有些是当年的我,十五、十六岁的我曾经非常喜欢的:《我是一只小小鸟》、《特别的爱给特别的你》、《穿过你的黑发的我的手》、《你冷不冷》、《有一天我会》、《再回首》、《追梦人》、《你是我一辈子的爱》、《半袖》、《不只是朋友》;有些是我即便在当年也不屑一顾的:《潇洒走一回》、《真心真意过一生》;有些是属于那个年代,但因为我们对粤语歌的厌憎而从来没有听过的:《忘记他》、《一生何求》、《千千阙歌》、《难得有情人》、《半点心》。

## 记录数据

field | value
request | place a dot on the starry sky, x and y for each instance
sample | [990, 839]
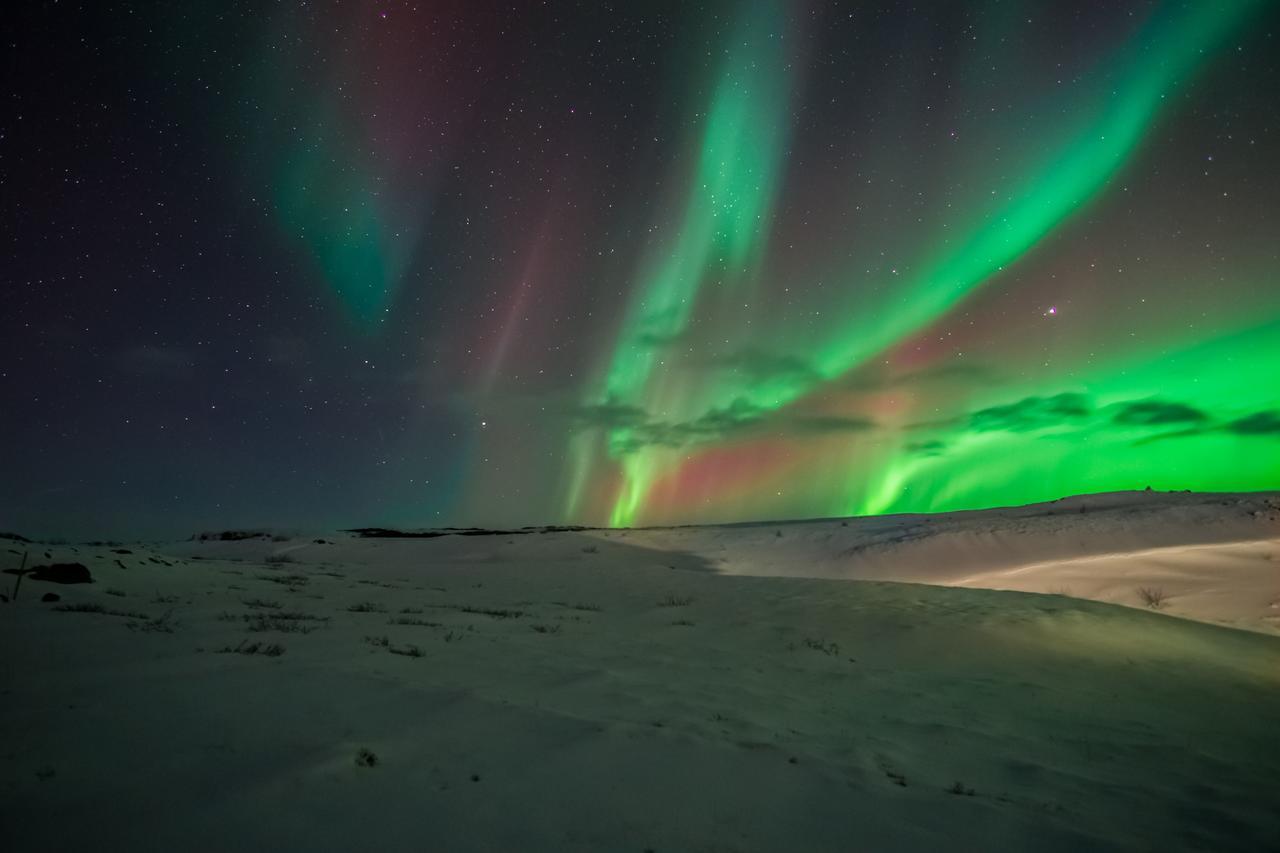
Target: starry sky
[329, 264]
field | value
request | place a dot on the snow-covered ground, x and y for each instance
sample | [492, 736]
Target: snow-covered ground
[737, 688]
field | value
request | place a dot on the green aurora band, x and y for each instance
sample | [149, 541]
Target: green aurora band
[722, 241]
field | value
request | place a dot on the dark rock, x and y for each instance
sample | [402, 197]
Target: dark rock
[63, 573]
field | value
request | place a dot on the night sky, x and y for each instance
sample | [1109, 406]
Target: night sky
[316, 264]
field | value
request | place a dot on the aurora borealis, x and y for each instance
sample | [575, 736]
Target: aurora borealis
[465, 263]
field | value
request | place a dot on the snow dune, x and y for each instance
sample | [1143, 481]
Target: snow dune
[695, 689]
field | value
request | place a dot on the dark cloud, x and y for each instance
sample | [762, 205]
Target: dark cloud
[155, 361]
[1264, 423]
[1032, 413]
[737, 419]
[927, 448]
[830, 424]
[1157, 413]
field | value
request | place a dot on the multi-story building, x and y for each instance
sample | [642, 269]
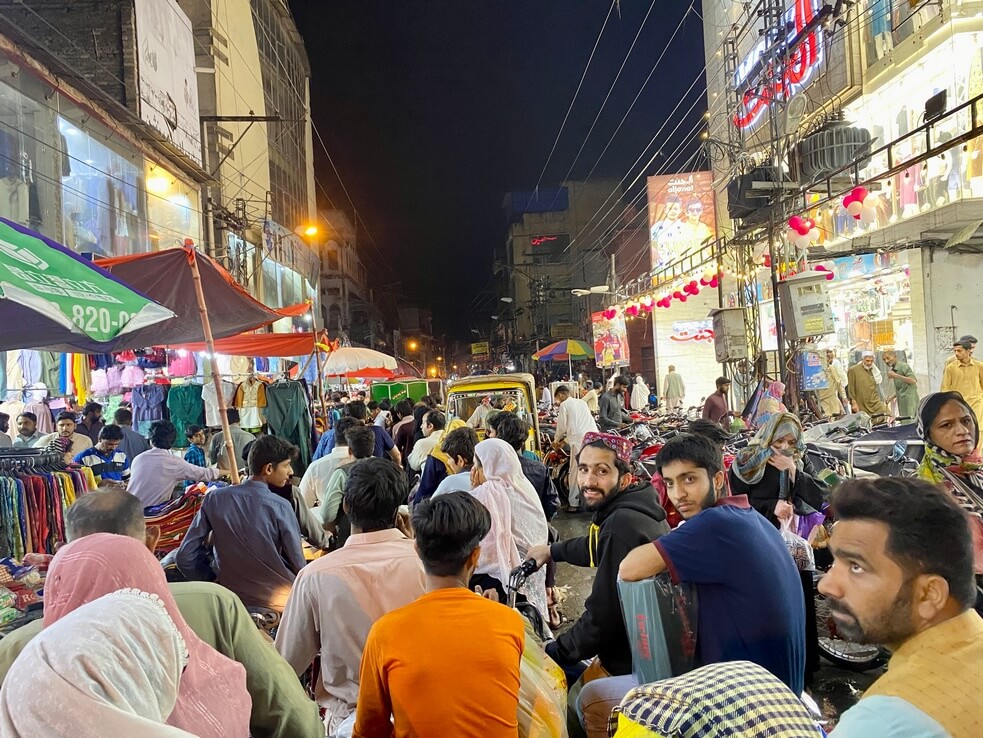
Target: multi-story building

## 练习任务
1. 请列出这段回忆旧日歌曲的文字中因为对粤语歌的厌憎而从来没有听过的全部歌曲。
2. 请从这段回忆旧日歌曲的文字结束处继续写下去。

## 练习答案
1. 《忘记他》、《一生何求》、《千千阙歌》、《难得有情人》、《半点心》

2.
我曾经嘲笑过这种恋旧行为,记忆中最鲜明的事例是在十年前,那时候我每天晚上在一间歌舞厅工作,在调音室播放LD,有天晚上是包场,数十个六六届高中毕业生在此聚会,他们要求我们播放老歌,在听到《九九艳阳天》之后,他们特意来到调音室,要求我们连续播放,因为他们下乡插队那天,广播里反复播放的就是它。那天晚上我们听了至少三十遍《九九艳阳天》,就在他们拥抱、合唱、热泪盈盈到最高潮的时候,碟突然卡住了,他们愤怒地挤在调音室门口,责问我们,是不是看不起他们,为什么不给继续放歌?歌声重新响起来,我坐在狭小的、没有窗户的房间里猜想,将来自己老了,会不会这么可厌?随即我就断然地排除了这种可能。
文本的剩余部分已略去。